▸ **Text to read**
▬▬▬▬▬▬▬▬▬▬

- Theatrical release poster
- Directed by: Muthyala Subbaiah
- Screenplay by: Muthyala Subbaiah L. B. Sriram (dialogues)
- Story by: Siddique
- Based on: Hitler (1996)
- Produced by: M. V. Lakshmi Editor Mohan
- Starring: Chiranjeevi Rambha Rajendra Prasad
- Cinematography: K. Dattu
- Edited by: Aakula Bhaskar Rao Editor Mohan (Supervision)
- Music by: Koti
- Production company: M. L. Movie Arts
- Release date: 4 January 1997;
- Running time: 153 minutes
- Country: India
- Language: Telugu

= Hitler (1997 film) =

1997 Telugu film by Muthyala Subbaiah

Hitler is a 1997 Indian Telugu-language action comedy film directed by Muthyala Subbaiah, starring Chiranjeevi, Rambha, and Rajendra Prasad with music composed by Koti. A remake of the 1996 Malayalam film of the same name, it follows the story of an overprotective brother safeguarding his five sisters from external threats.

Prior to signing the film, Chiranjeevi took a year-long hiatus after two consecutive flops, seeking distinctive and meaningful roles. Hitler provided such an opportunity, and its release on 4 January 1997 marked a successful comeback for him at the box office.

== Plot ==
The film follows Madhava Rao, also known as Madhava, a hot-tempered man who lives in a town with his five sisters—Sarada, Annapurna (Ammu), Lakshmi, Gayatri, and Saraswati. Madhava is highly protective of his sisters and fiercely punishes anyone who mistreats them, earning him the nickname "Hitler" from the local youth. His maternal uncle Aadi Seshu's children, Balachandra (Balu) and Bujji, are close to the family, and marriages between Balu and Ammu, and Madhava and Bujji, are set to take place once Sarada is married.

During the search for Sarada's match, a series of misunderstandings occur when Balu, hiding from Madhava, is discovered at the house. Madhava, misunderstanding the situation, becomes enraged and cancels all marital arrangements with Balu and Bujji. Aadi Seshu's derogatory comments about the sisters escalate the conflict, leading to the severing of family ties. Despite the setback, Balu vows to marry Ammu and reconcile with Madhava.

▬▬▬▬▬▬▬▬▬▬

(Lines of data)
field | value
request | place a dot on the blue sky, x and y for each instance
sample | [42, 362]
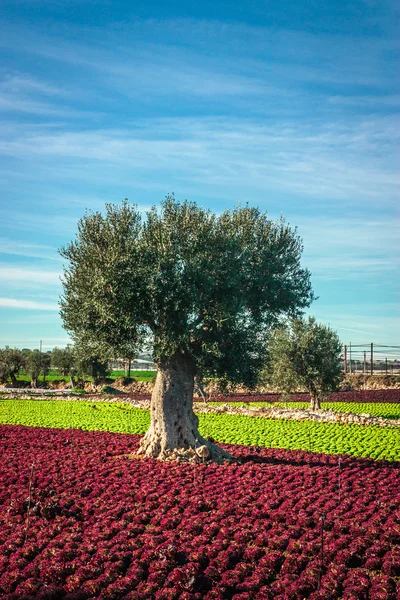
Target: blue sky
[291, 106]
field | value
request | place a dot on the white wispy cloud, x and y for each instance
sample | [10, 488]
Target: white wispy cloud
[20, 274]
[323, 161]
[21, 248]
[27, 304]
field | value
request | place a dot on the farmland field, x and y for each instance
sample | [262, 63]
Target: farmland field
[103, 526]
[386, 410]
[55, 376]
[81, 518]
[331, 438]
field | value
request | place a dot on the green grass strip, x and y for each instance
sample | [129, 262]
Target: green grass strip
[329, 438]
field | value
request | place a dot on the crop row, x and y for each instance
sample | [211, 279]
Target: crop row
[386, 396]
[330, 438]
[387, 411]
[80, 519]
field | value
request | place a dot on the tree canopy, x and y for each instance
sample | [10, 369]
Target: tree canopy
[205, 289]
[204, 285]
[306, 354]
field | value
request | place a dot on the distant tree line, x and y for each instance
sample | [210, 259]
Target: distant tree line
[75, 362]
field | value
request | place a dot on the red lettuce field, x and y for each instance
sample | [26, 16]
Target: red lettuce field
[89, 523]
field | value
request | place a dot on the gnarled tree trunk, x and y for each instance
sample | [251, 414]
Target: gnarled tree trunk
[315, 403]
[173, 424]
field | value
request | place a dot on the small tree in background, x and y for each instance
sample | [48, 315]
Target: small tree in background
[91, 362]
[207, 288]
[64, 361]
[305, 354]
[37, 363]
[12, 360]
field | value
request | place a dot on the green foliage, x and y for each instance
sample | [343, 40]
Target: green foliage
[385, 410]
[64, 360]
[328, 438]
[37, 363]
[90, 363]
[12, 361]
[195, 283]
[305, 354]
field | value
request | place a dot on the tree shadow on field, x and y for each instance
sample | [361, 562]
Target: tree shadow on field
[310, 460]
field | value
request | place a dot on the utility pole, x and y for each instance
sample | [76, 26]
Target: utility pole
[372, 358]
[350, 359]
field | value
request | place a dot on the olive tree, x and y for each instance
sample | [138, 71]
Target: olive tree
[64, 361]
[12, 360]
[305, 354]
[37, 363]
[205, 288]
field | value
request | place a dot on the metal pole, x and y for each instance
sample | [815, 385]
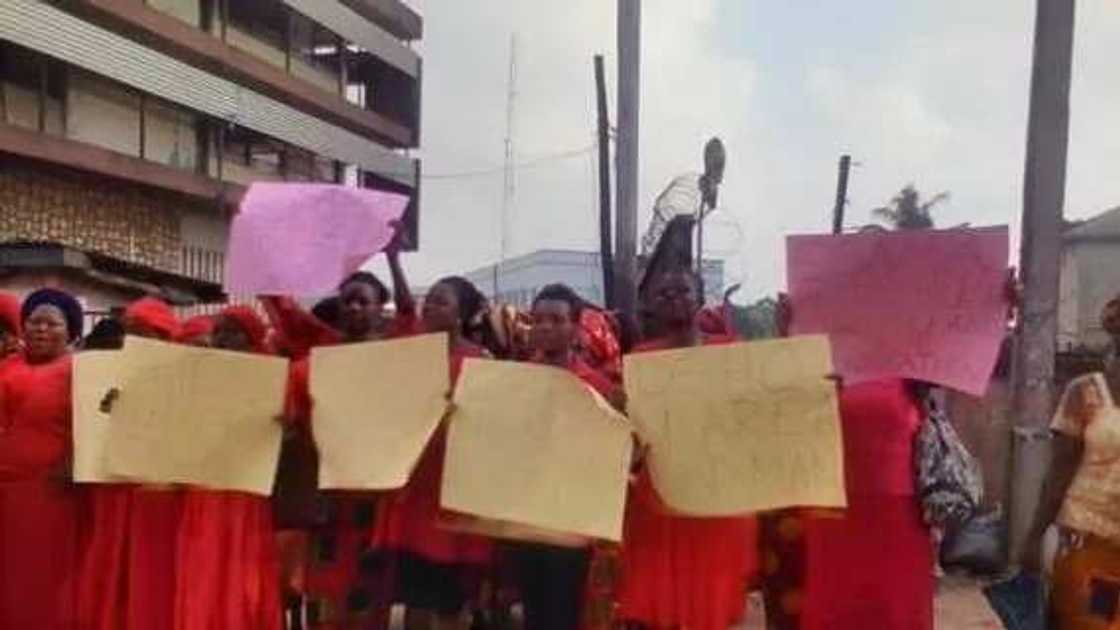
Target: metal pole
[606, 255]
[841, 194]
[630, 46]
[1043, 200]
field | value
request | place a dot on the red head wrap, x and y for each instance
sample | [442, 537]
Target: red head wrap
[251, 323]
[154, 314]
[196, 326]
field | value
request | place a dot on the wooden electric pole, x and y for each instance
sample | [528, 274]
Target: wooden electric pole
[630, 47]
[1043, 200]
[606, 256]
[841, 194]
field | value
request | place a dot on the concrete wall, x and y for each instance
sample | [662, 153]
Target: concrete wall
[204, 239]
[170, 135]
[1090, 278]
[186, 10]
[985, 425]
[92, 213]
[103, 113]
[21, 108]
[1098, 283]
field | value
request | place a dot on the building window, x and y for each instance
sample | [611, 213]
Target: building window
[33, 90]
[258, 27]
[186, 10]
[314, 53]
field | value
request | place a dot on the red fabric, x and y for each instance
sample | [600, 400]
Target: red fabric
[598, 343]
[594, 378]
[682, 572]
[9, 313]
[874, 566]
[154, 314]
[196, 326]
[299, 329]
[129, 567]
[880, 420]
[152, 535]
[227, 565]
[714, 321]
[408, 519]
[251, 323]
[39, 516]
[102, 584]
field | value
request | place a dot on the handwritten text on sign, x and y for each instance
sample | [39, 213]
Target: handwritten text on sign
[740, 427]
[926, 305]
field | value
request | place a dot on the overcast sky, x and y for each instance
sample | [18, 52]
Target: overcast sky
[925, 92]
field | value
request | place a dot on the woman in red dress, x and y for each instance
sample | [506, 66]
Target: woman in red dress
[39, 510]
[324, 537]
[437, 571]
[681, 572]
[871, 565]
[552, 580]
[128, 571]
[227, 568]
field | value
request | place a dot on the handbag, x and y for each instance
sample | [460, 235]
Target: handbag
[948, 481]
[976, 545]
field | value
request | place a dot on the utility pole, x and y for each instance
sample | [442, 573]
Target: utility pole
[1043, 201]
[630, 93]
[606, 256]
[841, 194]
[507, 179]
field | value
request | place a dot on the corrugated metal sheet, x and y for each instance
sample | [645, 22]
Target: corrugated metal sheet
[52, 31]
[354, 27]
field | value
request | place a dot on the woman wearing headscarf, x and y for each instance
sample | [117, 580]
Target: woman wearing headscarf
[1081, 497]
[39, 509]
[553, 581]
[677, 571]
[128, 571]
[227, 573]
[323, 536]
[438, 570]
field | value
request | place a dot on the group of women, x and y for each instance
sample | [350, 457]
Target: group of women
[138, 556]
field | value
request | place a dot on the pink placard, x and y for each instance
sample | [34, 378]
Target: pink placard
[302, 239]
[925, 305]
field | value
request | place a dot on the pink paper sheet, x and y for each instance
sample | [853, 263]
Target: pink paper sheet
[925, 305]
[302, 239]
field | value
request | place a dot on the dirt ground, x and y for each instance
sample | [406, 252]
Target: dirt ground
[959, 605]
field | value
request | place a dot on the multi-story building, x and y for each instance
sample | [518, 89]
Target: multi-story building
[518, 279]
[129, 129]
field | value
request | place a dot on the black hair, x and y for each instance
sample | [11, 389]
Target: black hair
[369, 279]
[561, 293]
[106, 334]
[64, 302]
[682, 270]
[472, 302]
[326, 311]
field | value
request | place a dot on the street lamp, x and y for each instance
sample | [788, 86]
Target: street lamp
[715, 159]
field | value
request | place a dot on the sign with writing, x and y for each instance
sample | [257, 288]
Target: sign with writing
[738, 428]
[304, 239]
[196, 415]
[392, 394]
[925, 305]
[534, 454]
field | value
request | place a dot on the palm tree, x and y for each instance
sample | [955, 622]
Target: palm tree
[907, 211]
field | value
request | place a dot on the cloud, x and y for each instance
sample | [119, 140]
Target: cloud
[931, 93]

▬▬▬▬▬▬▬▬▬▬

▸ **Requests**
(1) In the article about the film Hitler, who composed the music?
(2) Using the article about the film Hitler, explain why the local youth call Madhava "Hitler."

▸ **The responses**
(1) Koti composed the music.

(2) Madhava is highly protective of his five sisters and fiercely punishes anyone who mistreats them. That behavior earns him the nickname "Hitler" from the local youth.